▸ **Records shown**
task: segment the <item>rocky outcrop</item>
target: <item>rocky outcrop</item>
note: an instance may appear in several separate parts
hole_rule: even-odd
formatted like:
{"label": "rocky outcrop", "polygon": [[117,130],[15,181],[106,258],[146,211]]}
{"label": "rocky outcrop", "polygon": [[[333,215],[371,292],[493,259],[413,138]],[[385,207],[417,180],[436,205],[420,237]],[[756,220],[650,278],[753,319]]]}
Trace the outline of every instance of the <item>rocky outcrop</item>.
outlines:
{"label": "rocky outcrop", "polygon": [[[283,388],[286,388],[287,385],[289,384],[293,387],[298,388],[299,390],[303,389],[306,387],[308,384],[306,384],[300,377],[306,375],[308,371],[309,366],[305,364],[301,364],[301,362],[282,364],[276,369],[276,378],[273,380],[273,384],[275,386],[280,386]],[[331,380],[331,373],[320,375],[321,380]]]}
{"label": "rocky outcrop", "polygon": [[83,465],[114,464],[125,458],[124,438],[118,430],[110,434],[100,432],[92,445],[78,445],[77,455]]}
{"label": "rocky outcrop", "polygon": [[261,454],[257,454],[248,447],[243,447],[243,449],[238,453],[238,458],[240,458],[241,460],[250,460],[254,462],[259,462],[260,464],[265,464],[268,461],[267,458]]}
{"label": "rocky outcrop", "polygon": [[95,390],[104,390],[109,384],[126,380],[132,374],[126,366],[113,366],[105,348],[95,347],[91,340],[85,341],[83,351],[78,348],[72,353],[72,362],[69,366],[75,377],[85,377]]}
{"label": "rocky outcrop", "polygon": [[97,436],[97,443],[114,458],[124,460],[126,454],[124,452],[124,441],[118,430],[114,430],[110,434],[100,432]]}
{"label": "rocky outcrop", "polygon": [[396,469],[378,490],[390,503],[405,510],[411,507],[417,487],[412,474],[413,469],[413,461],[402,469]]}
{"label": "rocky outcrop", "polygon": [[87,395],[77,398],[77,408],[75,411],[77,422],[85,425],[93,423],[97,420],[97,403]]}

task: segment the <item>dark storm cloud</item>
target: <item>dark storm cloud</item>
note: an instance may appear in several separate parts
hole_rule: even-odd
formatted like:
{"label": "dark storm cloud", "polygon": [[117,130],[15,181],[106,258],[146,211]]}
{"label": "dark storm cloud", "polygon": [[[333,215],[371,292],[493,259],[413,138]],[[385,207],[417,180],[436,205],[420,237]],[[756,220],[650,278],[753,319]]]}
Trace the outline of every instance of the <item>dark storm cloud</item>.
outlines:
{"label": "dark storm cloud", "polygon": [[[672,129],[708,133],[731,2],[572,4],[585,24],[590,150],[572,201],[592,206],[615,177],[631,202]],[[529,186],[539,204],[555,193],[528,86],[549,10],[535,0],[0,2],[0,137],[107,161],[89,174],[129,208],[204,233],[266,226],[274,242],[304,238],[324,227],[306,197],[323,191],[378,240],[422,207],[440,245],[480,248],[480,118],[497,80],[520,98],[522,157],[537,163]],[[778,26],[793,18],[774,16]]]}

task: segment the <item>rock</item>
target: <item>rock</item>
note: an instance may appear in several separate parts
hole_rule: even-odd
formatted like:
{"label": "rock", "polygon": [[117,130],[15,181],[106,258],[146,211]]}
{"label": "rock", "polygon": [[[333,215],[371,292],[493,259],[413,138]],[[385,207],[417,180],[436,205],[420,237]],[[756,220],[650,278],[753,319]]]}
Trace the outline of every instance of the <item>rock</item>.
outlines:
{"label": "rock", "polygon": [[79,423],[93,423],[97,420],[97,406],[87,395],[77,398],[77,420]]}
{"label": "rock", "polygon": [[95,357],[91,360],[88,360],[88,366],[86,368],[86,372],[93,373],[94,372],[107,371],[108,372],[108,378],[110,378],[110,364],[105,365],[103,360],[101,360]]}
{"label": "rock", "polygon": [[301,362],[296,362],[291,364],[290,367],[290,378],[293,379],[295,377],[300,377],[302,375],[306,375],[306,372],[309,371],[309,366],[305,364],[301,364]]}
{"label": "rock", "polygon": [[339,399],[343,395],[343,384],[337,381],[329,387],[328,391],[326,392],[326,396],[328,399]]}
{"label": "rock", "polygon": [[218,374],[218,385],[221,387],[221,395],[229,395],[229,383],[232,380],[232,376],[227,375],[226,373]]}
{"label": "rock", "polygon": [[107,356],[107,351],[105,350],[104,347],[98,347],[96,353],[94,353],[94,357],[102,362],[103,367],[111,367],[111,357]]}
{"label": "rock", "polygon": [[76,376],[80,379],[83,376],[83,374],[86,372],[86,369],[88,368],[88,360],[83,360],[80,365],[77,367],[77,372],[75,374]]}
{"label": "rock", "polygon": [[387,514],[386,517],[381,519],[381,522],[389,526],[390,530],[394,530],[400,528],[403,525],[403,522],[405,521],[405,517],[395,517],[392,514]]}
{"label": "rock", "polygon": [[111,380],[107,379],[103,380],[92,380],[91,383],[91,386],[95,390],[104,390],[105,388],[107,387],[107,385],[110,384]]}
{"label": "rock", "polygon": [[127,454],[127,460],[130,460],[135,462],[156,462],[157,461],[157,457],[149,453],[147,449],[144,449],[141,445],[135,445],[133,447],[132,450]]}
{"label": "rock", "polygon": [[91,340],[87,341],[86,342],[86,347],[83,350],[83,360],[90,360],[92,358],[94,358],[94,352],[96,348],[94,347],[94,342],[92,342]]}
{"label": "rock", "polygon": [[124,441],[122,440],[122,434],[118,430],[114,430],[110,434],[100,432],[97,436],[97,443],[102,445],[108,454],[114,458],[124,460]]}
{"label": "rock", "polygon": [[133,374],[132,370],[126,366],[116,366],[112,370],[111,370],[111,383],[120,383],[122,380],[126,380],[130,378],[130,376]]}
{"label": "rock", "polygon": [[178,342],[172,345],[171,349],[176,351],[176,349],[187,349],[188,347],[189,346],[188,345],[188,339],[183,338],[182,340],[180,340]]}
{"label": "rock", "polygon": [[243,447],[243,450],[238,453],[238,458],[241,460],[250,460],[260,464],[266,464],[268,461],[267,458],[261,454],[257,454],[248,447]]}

▸ **What you are asked to do**
Return each line of the listing above that contains the string "every", treating uppercase and lowercase letters as different.

▸ **Solution for this problem**
Trace the outline of every instance of the <item>rocky outcrop</item>.
Trace the outline of every instance of the <item>dark storm cloud</item>.
Trace the outline of every instance of the <item>rock</item>.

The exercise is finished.